THE REQUEST » Count how many lines of the material below contain the string "small", matching case exactly, and reply with that number alone.

EXTRACTED MATERIAL »
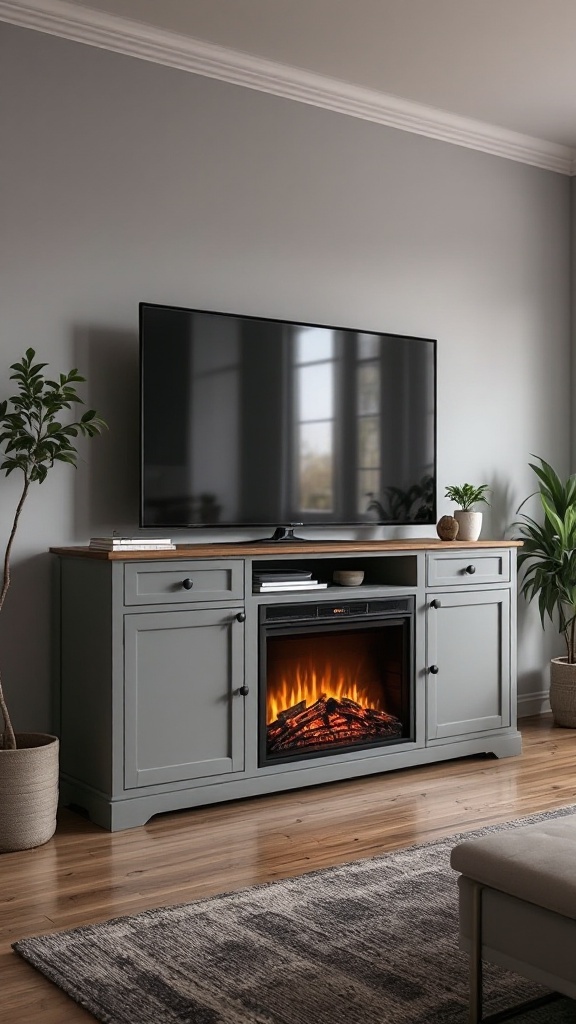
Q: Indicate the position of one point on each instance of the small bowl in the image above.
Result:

==

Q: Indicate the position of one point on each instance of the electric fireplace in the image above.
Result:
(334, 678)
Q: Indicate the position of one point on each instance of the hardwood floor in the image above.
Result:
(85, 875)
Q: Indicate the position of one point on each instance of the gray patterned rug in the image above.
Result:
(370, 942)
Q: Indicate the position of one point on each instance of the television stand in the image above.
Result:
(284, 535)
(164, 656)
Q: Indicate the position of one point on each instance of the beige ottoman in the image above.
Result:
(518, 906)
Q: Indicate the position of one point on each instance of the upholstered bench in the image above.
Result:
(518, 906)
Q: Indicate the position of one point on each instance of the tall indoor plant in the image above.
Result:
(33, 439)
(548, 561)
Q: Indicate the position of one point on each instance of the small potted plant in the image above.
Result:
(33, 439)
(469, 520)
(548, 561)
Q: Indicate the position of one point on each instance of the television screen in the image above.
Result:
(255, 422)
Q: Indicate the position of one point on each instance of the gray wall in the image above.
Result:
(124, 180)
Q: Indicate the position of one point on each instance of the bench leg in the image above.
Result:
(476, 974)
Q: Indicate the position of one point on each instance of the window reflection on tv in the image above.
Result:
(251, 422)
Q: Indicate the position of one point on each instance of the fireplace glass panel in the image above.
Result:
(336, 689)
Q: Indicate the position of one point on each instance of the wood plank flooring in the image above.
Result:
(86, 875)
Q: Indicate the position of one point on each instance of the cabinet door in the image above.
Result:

EXERCISE RESULT » 2